--- Entries shown ---
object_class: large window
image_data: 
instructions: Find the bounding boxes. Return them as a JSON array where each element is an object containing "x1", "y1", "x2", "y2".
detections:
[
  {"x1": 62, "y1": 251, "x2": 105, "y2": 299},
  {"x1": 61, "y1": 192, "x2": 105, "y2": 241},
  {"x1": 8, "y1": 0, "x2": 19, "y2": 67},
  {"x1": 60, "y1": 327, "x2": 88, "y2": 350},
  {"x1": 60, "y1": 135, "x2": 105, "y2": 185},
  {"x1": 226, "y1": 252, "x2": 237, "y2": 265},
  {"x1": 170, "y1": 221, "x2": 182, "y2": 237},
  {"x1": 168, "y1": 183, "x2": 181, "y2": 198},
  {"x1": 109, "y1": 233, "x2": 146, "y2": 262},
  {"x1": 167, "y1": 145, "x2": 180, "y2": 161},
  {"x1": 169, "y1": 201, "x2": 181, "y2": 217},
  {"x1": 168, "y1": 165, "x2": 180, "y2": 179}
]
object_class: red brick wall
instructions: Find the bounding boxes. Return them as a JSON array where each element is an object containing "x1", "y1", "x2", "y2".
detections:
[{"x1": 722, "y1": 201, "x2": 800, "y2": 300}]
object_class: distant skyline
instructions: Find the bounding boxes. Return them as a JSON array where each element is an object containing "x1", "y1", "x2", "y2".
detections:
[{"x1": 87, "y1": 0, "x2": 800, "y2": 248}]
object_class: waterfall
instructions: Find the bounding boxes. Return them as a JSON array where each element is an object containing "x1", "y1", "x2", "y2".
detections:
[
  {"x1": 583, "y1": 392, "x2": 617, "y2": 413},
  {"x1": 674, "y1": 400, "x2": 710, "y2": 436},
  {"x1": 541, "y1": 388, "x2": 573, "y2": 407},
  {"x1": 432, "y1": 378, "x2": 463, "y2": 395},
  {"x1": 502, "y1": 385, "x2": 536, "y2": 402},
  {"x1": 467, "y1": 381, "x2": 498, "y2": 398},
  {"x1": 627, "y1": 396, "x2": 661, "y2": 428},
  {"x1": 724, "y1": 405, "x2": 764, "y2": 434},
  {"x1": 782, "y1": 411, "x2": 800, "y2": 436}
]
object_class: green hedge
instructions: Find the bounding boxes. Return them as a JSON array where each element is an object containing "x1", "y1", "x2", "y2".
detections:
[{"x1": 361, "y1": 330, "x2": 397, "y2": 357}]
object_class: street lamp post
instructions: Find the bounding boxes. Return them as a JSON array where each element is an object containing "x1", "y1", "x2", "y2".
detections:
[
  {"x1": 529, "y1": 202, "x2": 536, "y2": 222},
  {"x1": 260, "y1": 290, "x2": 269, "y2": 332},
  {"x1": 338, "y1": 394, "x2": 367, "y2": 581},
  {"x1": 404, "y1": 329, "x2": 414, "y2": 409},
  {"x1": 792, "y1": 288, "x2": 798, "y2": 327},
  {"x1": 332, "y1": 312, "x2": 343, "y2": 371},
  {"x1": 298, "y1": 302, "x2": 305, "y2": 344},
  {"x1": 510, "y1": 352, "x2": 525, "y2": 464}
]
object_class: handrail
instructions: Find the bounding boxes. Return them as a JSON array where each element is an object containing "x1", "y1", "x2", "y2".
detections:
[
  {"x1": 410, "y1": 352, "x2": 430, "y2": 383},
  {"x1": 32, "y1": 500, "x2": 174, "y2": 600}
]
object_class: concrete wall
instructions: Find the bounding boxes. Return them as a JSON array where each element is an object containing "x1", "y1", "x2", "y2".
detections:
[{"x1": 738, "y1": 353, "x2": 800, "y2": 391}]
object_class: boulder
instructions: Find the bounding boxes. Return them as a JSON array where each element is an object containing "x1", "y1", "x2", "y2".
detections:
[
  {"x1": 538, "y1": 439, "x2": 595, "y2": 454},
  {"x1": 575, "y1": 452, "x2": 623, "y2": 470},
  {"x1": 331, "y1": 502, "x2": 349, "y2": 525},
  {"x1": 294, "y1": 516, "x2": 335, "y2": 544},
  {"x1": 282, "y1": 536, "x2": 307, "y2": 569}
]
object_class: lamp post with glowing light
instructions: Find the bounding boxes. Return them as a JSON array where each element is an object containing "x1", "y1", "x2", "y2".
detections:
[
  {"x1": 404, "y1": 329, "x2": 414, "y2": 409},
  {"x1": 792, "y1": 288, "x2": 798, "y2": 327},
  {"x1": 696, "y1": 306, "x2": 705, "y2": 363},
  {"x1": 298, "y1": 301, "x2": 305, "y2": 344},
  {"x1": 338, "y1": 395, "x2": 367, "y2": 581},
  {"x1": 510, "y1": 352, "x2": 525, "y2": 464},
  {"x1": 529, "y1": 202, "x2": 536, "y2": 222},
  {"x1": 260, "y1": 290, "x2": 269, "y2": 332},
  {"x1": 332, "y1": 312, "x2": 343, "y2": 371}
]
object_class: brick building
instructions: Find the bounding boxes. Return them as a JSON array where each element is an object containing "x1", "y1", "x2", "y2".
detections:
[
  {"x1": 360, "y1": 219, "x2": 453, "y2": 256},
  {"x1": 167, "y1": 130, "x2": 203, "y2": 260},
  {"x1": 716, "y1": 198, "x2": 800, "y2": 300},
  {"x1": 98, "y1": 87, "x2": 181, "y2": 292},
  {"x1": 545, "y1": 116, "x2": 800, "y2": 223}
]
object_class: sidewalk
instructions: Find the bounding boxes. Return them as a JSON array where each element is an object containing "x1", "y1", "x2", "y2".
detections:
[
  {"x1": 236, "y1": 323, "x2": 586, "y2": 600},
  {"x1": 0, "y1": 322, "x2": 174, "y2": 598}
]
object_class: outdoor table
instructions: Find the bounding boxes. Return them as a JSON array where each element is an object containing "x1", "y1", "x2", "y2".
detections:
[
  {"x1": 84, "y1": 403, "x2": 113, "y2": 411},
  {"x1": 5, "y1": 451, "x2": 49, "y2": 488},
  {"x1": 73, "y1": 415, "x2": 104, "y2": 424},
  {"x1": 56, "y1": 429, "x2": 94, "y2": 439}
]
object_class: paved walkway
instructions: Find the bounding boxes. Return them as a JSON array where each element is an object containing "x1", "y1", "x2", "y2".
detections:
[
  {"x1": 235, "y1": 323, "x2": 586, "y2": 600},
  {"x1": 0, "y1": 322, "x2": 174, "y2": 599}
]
---
--- Entries shown ---
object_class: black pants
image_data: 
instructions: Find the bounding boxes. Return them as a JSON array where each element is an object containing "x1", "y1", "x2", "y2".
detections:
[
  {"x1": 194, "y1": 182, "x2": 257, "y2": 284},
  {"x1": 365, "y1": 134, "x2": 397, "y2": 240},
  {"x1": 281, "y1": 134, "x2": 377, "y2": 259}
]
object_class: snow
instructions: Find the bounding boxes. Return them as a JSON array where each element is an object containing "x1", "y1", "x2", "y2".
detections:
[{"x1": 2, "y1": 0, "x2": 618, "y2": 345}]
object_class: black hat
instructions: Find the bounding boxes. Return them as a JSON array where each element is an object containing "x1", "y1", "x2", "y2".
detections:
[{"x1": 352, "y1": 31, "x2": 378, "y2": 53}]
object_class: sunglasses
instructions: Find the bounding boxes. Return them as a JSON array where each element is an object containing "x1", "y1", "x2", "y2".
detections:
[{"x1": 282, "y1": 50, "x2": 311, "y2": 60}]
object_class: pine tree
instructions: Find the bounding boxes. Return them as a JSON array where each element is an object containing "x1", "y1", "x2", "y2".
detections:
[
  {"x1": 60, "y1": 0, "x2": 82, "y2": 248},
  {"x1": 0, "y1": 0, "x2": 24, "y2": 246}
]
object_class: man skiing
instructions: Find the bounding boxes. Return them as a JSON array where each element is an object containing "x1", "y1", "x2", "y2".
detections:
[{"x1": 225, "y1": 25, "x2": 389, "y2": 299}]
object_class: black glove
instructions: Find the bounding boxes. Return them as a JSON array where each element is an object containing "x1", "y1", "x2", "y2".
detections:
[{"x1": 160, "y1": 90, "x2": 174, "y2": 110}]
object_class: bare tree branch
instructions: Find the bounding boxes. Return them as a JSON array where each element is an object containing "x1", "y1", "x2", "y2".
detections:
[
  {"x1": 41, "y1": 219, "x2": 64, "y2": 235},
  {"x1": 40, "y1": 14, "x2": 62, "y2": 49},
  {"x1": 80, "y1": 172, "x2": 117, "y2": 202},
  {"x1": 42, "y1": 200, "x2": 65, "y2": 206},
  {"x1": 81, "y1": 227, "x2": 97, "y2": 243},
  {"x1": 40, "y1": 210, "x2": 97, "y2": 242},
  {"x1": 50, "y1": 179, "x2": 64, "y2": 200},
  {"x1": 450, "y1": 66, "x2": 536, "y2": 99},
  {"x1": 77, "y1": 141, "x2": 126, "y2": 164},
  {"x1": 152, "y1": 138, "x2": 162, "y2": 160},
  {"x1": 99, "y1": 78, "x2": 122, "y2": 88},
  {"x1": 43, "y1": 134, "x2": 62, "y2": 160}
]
---
__Work item__
Tell how many lines of the data above hold the string "black". Give only the number.

__Exercise answer__
3